(Records from a dataset)
◆ ◆ ◆ ◆ ◆ ◆ ◆

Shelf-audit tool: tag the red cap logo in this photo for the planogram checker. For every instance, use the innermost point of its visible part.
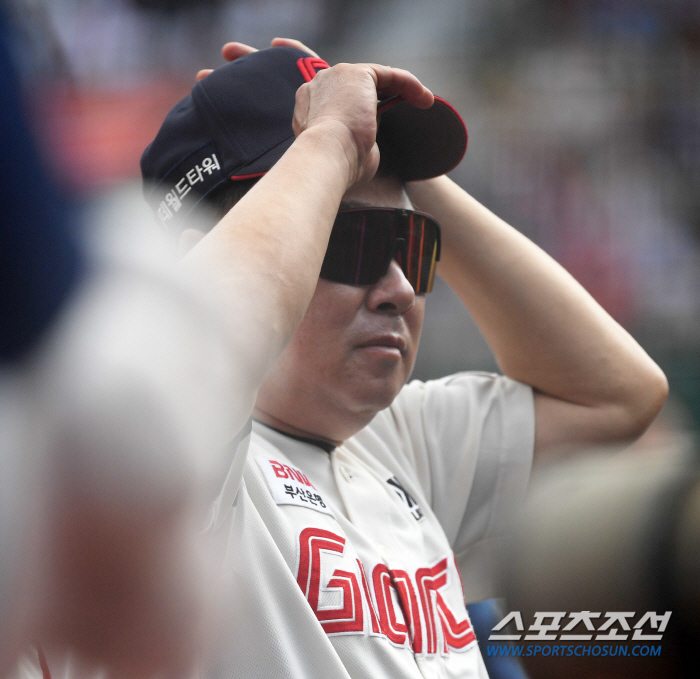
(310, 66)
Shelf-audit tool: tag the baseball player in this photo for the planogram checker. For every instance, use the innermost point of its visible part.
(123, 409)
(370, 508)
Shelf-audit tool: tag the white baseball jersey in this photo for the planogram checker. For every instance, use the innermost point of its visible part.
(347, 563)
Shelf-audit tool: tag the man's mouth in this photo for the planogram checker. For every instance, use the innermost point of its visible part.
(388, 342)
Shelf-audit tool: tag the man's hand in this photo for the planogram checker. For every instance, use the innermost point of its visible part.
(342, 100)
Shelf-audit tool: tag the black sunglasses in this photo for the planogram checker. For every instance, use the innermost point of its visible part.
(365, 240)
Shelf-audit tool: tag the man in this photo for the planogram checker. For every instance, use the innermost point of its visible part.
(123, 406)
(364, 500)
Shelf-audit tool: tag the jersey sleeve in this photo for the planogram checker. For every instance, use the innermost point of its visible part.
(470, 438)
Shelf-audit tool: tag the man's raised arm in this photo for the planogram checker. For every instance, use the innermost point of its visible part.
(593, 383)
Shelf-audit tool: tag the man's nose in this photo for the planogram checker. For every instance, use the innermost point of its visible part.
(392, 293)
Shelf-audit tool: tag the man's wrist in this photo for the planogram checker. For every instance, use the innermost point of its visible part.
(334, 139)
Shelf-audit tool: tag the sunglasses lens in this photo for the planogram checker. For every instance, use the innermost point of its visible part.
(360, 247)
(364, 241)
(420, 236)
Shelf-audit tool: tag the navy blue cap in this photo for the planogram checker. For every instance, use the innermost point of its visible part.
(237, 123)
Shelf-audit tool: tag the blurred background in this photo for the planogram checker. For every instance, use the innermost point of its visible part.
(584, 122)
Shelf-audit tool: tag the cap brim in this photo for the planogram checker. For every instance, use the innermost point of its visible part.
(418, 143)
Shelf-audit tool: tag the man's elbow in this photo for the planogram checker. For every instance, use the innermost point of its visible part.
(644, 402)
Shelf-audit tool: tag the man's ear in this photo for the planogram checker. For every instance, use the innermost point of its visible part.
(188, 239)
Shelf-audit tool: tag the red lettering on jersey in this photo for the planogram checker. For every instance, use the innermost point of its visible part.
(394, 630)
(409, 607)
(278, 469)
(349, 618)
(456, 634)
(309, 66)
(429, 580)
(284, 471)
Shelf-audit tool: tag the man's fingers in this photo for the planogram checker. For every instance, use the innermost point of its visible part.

◆ ◆ ◆ ◆ ◆ ◆ ◆

→ **The problem**
Repeat only what runs from the line holding "Shelf-audit tool: tag the black" to the end of the data, keeping every line exactly as written, first and last included.

→ **Problem solution**
Shelf-audit tool: tag the black sunglasses in this photo for the planogram checker. For every instance, use the innermost point of its visible part.
(365, 240)
Shelf-audit tool: tag the man in this photo for the planogram checker. For every instance, use the innermost point of its visible part.
(123, 406)
(364, 500)
Shelf-audit tool: tag the jersey sleeve in this photo for the planogram checker. For every instance, use the innermost point of its visible part.
(470, 438)
Shelf-audit tool: tag the man's raised arm in this photo for the planogram checker. For every instance, use the innermost point of its visible part.
(593, 383)
Shelf-audit tool: tag the man's nose in this photo for the planogram checker. For every instance, use the innermost point of its visible part.
(392, 293)
Shelf-audit tool: tag the man's wrist in this photo for the planogram checker. For every instance, use the innermost point of its visible part.
(334, 139)
Shelf-audit tool: tag the sunglasses lens in this photo for the planogram checker. For every instance, use the innermost point of its visible part.
(360, 247)
(364, 241)
(420, 236)
Shelf-audit tool: tag the navy blue cap in this photo for the planogram checker. For every instance, use the innermost point of its visible part.
(237, 123)
Shelf-audit tool: tag the blurred background in this photo for the planogram checker. For every instance, use the innermost point of its visible part.
(584, 122)
Shelf-audit tool: tag the cap brim in this photo for the planogram checker. For every instance, use the innermost point of its visible part.
(418, 143)
Shelf-audit tool: tag the man's elbow in this photo for the planogram checker. For every instance, use the innermost point of its visible part.
(644, 402)
Shelf-audit tool: tag the man's ear in this photo for the planogram checker. For every instance, use the innermost point of its visible part.
(188, 239)
Shelf-audit tool: tag the red lettering on jersey in this photo for the planogram checker. For every instance, use the innermost point of its visible part.
(394, 630)
(409, 607)
(278, 469)
(349, 618)
(456, 634)
(309, 66)
(429, 580)
(284, 471)
Shelf-audit tool: tag the man's fingers in this photo for the planogram checker. For every instance, use the innermost point of its visible part.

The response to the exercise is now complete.